● **EXTRACTED TEXT**:
○ ○ ○ ○ ○

This Is Why Santa Flies: Our Christmas Road Trip

December 19, 2010 – For most of us, long gone are the days when the holiday road trip to see family was a mere song-filled jaunt over the river and through the woods. These days it's all black-topped, dotted-lined highways engineered by road planners to maximize highway hypnosis and minimize scenery, all while enabling speeds at which the slightest error of judgment will kill you and your family. For me and mine, it's a nine-hour risk from southern New Hampshire to western Maryland. For some perspective on that, we could almost drive the entire length of the United Kingdom in that time.

However, we've taken this journey many, many times in the past three years and are actually considering adopting most of the relevant highway system between the two regions. Watch for our signs. This time, we made the uncharacteristic decision to get up early enough to start the trip at 4:00 am.

So yesterday, while the sun was still hitting its snooze alarm, we left New England, which was still naked from lack of snowfall, to head south to an area that has already seen multiple inches of snow. As luck would have it, forecasters are finally calling for snow in our area of New England the day after we leave. Of course. That's what I get for being so hard on Frosty.

To keep me occupied and to transfer some of the boredom of the long trip to you guys, I decided to keep notes and post about it. Merry Christmas, everybody.

3:50 am: Pack Car. Badly.

3:55 am: Repack Car. Serviceably.

4:00 am: Me and my wife briefly try to figure out who gets first driving shift. She got the last speeding ticket. I fall asleep at the wheel even on short jaunts to the grocery store. Her rock beats my scissors.

4:05 am: GPS wants to know what route to set. We tell it anywhere but via New York City. It calls us wusses.

4:10 am (Don't worry. I start keeping longer increments soon): Surprised at how many people leave their Christmas lights on all night. Thankful for the Christmas send-off, though, since soon enough our only lights will be lighted highway signs.

4:15 am: The ache in my bones makes me suddenly realize that Santa must be getting too old to work the night shift. Make mental note that, when my kid gets old enough to find out it's not Santa putting the gifts under the tree, I’ll use that as the excuse and avoid the whole “I’ve been lying to you all these years” conversation.

○ ○ ○ ○ ○

● **DATA BLOCK**:
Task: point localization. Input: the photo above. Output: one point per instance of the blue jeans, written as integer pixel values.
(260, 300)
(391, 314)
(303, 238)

○ ○ ○ ○ ○

● **STATED EXERCISE 1**: Give every timestamp that begins an entry in the Christmas road trip post's log.
● **STATED EXERCISE 2**:
Using the Christmas road trip post, answer these:
(a) How many hours does the drive from southern New Hampshire to western Maryland take?
(b) Who got the last speeding ticket?
(c) Which route did the travelers tell the GPS to avoid?
● **STATED EXERCISE 3**: Pick up the Christmas road trip post after the 4:15 am entry and continue its log in the same style.
The data that accompanies the Christmas road trip post was drawn from a separate source.

● **TASK OUTPUT 1**: 3:50 am, 3:55 am, 4:00 am, 4:05 am, 4:10 am, 4:15 am

● **TASK OUTPUT 2**:
(a) Nine hours.
(b) The writer's wife.
(c) The route via New York City.

● **TASK OUTPUT 3**:
4:17 am: Cross border into Massachusetts. Not the milestone it sounds. We’re right on the border, so we cross by accident just about every day.

4:50 am: Despite being straight-jacketed into a car seat and being woken at 3:30 in the morning, baby manages to be resourceful enough to find a large package of goldfish crackers, rip it open, and pour the entire contents into her car seat. It looks like a blast, and I make my second mental note of the trip to try that myself at some point. Meanwhile, I spend the next 15 minutes cleaning them up by shoveling them out the window like coal in a steam engine furnace.

5:10 am: Put on the cardboard snowflake glasses that I got at the Hershey Sweet Lights Show that makes all points of light turn into glowing snowflakes. Tollbooths and truck tail lights mesmerize me for the next half hour.

5:30 am: Can't get stupid Tom Cochrane out of head. Turn on Christmas music.

5:40 am: Connecticut welcomes us.

6:00 am: Discover that a triple-decker toadstool sandwich with arsenic sauce is starting to sound pretty good.

6:10 am: Stop at McDonald's. Close enough.

6:30 am: Fall asleep. Instead of dreaming of a white Christmas, I dream I’m living in Florida on a boat in somebody’s driveway while Alex P. Keaton’s ex-girlfriend yells at me from the front yard. Decide to cut back on watching Cougar Town episodes.

6:40 am: Dawn breaks. We pull over and fix it.

7:40 am: I awake and we find a parking lot to switch driving shifts. A starling murmuration dances mere feet away from us. For the millionth time, wish I believed in good omens.

7:50 am: Cross border into New York. Start seeing signs of past snowfall that continues the rest of the trip. Looks like the remnants of some grand party that we missed.

8:00 am: Tire of Christmas music. Pop in Leonard Cohen.

8:10 am: Briefly wonder what a Leonard Cohen Christmas album would sound like. Figure it would be sad and regretful enough to make God want to revoke the holiday out of pity.

8:45 am: Cross border into Pennsylvania. Realize this blog post will be boring if something doesn't happen soon. Decide to exaggerate.

9:00 am: Saw an old woman get hit-and-run by some kind of flying caribou.

9:30 am: Saw a logging truck with a station wagon driving underneath it.

10:00 am: Stop at a rest stop. Hit the vending machines.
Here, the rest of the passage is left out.